She added the new members to the original letter via an addendum, saying that taken as a whole the signatures represent a “geographically, ideologically and racially diverse group.”

Further, in a House Judiciary hearing on the DOJ, Waters asked Attorney General Eric Holder if he thought evidence brought to light via field hearings could help instruct the DOJ’s review of the merger, he said “they could be.”

“As stewards of the common good and as policymakers, it is important for us to do all that we can to ensure full transparency in the merger,” said Waters. “We’ve heard from many consumer and media advocacy groups who raise concerns about each company’s overall business activities related to programming, ownership and personnel diversity, and who fear that a merger of this size and scope would have a broad impact on the American consumer.”

She concluded, “I am pleased that more of my colleagues have joined me in this endeavor, and I am encouraged that FCC Commissioner Mignon Clyburn has voiced her support for public hearings on the merger as well. In an age of media consolidation and a lack of female and minority diversity in the boardroom, my colleagues and I are committed to a process that asks tough questions, provides answers, and ensures the American people that their best interests are considered.”

RBR-TVBR observation: Here is evidence that Waters well knows how to play the game in Washington. She made the exact same point awhile back that she is making now. It gets some press, and then it goes down the memory hole as new issues spring up and take center stage. So she patches on a few more signatures to the original document and brings it up again. And a week or so from now, Waters can collect another 20 signatures and do it a third time.

We believe that field hearings accomplish very little. They do not attract a cross-section of the American public, they attract activists; they do not attract satisfied customers of Comcast or NBCU, they attract people with a bone to pick.

But maybe it is a good think to force the two companies to face their detractors in public. They can attempt to turn such a meeting into a positive. It gives them a chance to explain themselves and to counter negative charges.

But in the end, although we aren’t philosophically opposed to the idea of field hearings, we just don’t think they tend to be very productive.

■ **Stored data**:
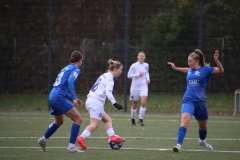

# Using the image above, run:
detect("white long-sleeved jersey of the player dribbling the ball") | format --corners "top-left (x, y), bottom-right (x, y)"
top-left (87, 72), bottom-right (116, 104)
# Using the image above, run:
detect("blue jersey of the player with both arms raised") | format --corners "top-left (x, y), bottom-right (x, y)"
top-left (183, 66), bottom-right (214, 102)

---

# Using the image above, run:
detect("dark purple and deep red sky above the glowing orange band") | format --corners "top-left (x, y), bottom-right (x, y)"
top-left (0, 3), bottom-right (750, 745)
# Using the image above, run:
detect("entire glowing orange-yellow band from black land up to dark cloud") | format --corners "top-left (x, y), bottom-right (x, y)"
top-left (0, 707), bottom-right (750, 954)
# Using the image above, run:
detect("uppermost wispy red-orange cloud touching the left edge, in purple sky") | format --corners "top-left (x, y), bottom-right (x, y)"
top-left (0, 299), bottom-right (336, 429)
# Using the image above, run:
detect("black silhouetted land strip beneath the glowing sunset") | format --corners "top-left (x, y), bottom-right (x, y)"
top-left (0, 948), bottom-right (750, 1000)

■ **What needs to be done**: In the passage on the merger hearings, which FCC commissioner voiced support for public hearings on the merger?

■ **Solved problem**: Mignon Clyburn